Brief:
Your task is to find every line of the listing that includes "canopy" and copy it.

Dataset records:
'''

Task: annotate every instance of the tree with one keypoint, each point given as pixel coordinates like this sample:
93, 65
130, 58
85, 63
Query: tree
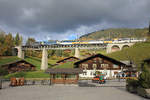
18, 40
30, 41
8, 44
144, 78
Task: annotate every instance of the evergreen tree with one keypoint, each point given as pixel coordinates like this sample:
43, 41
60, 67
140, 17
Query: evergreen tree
18, 40
30, 41
144, 78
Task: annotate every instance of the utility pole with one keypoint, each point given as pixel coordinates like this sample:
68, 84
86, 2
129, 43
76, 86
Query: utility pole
149, 27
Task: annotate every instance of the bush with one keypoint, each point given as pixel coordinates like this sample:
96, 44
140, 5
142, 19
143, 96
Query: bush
144, 78
3, 71
132, 85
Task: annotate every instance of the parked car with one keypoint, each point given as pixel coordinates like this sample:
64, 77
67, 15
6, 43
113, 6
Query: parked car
99, 79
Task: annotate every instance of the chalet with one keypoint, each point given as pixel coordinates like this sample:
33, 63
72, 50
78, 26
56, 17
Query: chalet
64, 75
147, 61
100, 63
69, 59
17, 66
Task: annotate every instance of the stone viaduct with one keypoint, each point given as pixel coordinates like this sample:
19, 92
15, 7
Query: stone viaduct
44, 63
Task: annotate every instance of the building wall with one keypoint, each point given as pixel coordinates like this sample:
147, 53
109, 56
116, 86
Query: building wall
107, 73
99, 64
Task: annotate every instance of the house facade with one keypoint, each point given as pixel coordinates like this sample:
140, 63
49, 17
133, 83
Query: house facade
100, 63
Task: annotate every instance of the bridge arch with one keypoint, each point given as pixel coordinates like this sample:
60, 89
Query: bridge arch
115, 48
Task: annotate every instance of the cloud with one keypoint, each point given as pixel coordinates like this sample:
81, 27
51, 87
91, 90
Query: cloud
63, 18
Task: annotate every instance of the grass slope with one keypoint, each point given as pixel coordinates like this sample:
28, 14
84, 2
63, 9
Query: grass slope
137, 53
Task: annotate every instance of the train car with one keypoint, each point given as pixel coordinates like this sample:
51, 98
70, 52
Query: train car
108, 41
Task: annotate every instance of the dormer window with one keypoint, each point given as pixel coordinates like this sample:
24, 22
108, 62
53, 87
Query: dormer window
94, 66
85, 66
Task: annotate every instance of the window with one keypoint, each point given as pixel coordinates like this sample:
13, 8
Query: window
94, 66
104, 65
100, 60
57, 76
91, 73
84, 73
84, 66
115, 66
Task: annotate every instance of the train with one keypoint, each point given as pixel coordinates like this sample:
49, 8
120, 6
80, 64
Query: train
107, 41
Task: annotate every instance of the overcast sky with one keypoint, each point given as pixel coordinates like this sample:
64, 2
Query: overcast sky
64, 19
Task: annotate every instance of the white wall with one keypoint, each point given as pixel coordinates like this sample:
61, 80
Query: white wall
90, 73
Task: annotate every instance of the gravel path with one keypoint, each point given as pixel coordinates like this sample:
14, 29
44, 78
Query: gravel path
45, 92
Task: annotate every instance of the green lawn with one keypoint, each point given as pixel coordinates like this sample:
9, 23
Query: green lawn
5, 60
37, 62
65, 65
33, 74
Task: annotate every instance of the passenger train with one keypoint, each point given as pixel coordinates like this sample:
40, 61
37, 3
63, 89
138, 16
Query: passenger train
120, 40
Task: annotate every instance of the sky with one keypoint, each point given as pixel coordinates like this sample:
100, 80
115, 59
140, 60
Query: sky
67, 19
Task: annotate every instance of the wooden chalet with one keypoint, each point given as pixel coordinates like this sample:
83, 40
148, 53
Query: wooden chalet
67, 60
147, 61
17, 66
106, 65
64, 75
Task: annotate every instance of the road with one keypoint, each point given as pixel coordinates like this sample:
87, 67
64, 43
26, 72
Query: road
63, 92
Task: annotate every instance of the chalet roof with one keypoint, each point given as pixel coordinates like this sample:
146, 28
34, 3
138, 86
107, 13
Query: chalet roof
64, 70
147, 60
101, 56
67, 59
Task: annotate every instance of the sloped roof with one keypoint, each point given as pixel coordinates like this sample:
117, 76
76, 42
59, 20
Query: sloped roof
147, 60
101, 56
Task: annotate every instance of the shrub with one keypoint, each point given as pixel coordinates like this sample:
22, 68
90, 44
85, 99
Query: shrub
144, 78
133, 83
3, 71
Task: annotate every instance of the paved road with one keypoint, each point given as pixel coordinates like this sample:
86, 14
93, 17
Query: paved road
60, 92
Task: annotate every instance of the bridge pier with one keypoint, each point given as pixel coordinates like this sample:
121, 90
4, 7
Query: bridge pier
44, 63
120, 46
20, 52
77, 53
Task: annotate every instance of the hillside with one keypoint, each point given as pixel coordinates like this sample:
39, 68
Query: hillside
115, 33
137, 53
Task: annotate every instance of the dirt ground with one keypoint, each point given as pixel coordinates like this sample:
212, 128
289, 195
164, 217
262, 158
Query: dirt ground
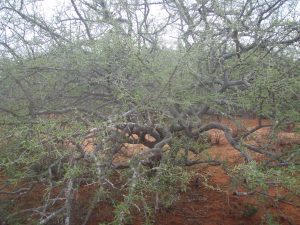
203, 205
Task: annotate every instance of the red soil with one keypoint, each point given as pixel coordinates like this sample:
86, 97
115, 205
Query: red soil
200, 204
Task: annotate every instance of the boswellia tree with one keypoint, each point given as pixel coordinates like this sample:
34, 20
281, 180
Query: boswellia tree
140, 72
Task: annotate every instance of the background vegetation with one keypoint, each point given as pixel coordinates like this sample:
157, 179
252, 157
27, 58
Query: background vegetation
109, 70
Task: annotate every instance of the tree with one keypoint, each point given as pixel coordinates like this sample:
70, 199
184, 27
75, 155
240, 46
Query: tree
100, 71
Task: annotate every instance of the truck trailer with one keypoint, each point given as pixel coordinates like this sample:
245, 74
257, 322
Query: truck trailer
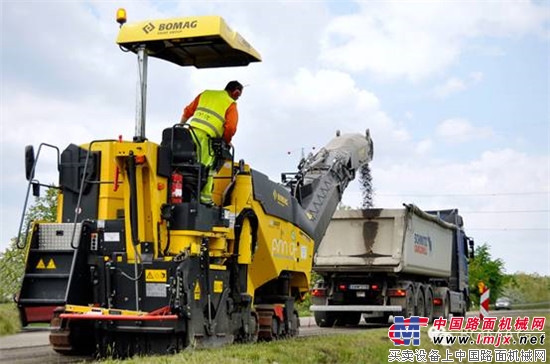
391, 262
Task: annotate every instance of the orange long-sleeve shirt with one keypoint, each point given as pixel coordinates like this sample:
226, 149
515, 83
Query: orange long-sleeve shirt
231, 118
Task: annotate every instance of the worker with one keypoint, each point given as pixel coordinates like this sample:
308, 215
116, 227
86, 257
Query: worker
212, 114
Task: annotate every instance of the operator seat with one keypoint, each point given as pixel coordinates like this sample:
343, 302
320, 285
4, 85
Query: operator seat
181, 150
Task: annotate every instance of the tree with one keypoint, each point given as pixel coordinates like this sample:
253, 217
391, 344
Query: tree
487, 270
12, 261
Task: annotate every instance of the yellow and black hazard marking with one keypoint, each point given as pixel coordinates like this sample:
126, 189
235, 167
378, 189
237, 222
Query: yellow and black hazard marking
42, 265
156, 275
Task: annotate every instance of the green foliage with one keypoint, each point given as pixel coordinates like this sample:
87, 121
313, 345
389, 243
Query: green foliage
527, 288
9, 319
303, 307
12, 261
487, 270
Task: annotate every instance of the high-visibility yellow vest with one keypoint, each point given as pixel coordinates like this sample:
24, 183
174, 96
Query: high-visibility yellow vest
210, 113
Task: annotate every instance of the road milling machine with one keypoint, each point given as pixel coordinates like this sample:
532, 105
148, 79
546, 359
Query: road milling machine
135, 264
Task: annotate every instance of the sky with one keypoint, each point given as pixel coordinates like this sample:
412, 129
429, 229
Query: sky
455, 95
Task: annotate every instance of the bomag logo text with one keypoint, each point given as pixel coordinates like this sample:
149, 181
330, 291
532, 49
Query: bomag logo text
179, 25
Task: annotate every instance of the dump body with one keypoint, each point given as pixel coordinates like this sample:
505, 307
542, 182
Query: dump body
387, 240
384, 262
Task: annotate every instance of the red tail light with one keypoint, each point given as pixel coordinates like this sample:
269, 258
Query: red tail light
318, 292
397, 293
177, 188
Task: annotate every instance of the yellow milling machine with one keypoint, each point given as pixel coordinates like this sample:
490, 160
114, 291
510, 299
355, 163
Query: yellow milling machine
136, 265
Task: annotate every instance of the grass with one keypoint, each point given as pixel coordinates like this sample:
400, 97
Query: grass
364, 346
9, 319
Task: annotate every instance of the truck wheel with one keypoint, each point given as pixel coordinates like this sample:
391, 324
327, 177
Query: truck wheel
447, 309
408, 309
429, 304
324, 319
420, 309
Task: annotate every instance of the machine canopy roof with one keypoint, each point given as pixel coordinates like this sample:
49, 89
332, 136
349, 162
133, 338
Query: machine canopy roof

'''

Response to the exercise:
Task: annotate every instance of the machine canopy roof with one keypoint, each point given as pixel coordinates like this sample:
Query: machine canopy roof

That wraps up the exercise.